## 文書の抜粋
◆ ◆ ◆
誤嚥とは、嚥下障害によって食物が気管に入ってしまうことです。
誤嚥すると、口の中の細菌が気管を通り肺に達し、肺炎を起こします。
高齢者では、明らかにむせていなくても、誤嚥している場合があります。
そのため「食欲がない」「元気がない」などの症状が見られたら、医療機関を受診して検査してもらいましょう。
嚥下障害の原因
嚥下障害の原因は多岐にわたり、下記3つにわけられます。
- 器質的原因
- 機能的原因
- 心理的原因
これらが単独で原因となることもあれば、それぞれが組み合わさって嚥下障害を起こすこともあります。
それぞれ見ていきましょう。
器質的原因
器質的原因とは、嚥下に必要な器官に「構造上の問題」が生じているケースをいいます。
主に下記の原因が挙げられます。
- 喉の炎症や咽頭がん
- 口内炎
- 舌の炎症や舌がん
- 食道がん
- 先天奇形
- 外傷
たとえば、咽頭がんで喉に腫瘍ができていれば、嚥下の時に食物の通りにくさを感じるでしょう。
食道がんでは飲み込んだあとに、喉から胃までの間で詰まった感じがします。
舌がんの治療で舌を切除した人では、食物をうまくまとめられず、喉へ送り込みにくくなります。
このように、嚥下に必要な筋肉や神経の働きには問題がなくとも、構造的に飲み込みにくくなっているケースを器質的原因といいます。
機能的原因
機能的原因とは、口・喉・舌などを動かす神経や筋肉に問題があるケースをいいます。
機能的原因には、下記の病気や状態が関連します。
- 脳梗塞や脳出血などの脳血管障害
- パーキンソン病や脊髄小脳変性症、筋萎縮性側索硬化症などの神経や筋肉の病気
- 加齢による筋力の低下
たとえば脳血管障害では、麻痺が起こります。
口の中や舌の筋肉に麻痺が起こると、うまく飲み込みにくくなります。
筋力が低下している状態でも、力強く嚥下できなくなるため、飲み込みにくさを感じます。
心理的原因
心理的原因とは、心理的に違和感をおぼえて飲み込みにくさを感じるケースをいいます。
下記が心理的原因と関連します。
◆ ◆ ◆
## 入力データ
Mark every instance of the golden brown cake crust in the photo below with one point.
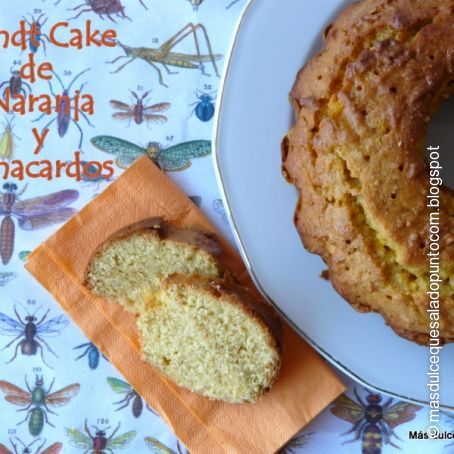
(356, 155)
(228, 290)
(194, 236)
◆ ◆ ◆
## 課題
嚥下障害についての文章から、「食道がんでは飲み込んだあとに、喉から胃までの間で詰まった感じがします。」という一文を英語に翻訳してください。 一覧はこの課題には使いません。

## 解答
With esophageal cancer, after swallowing, there is a feeling of something getting stuck somewhere between the throat and the stomach.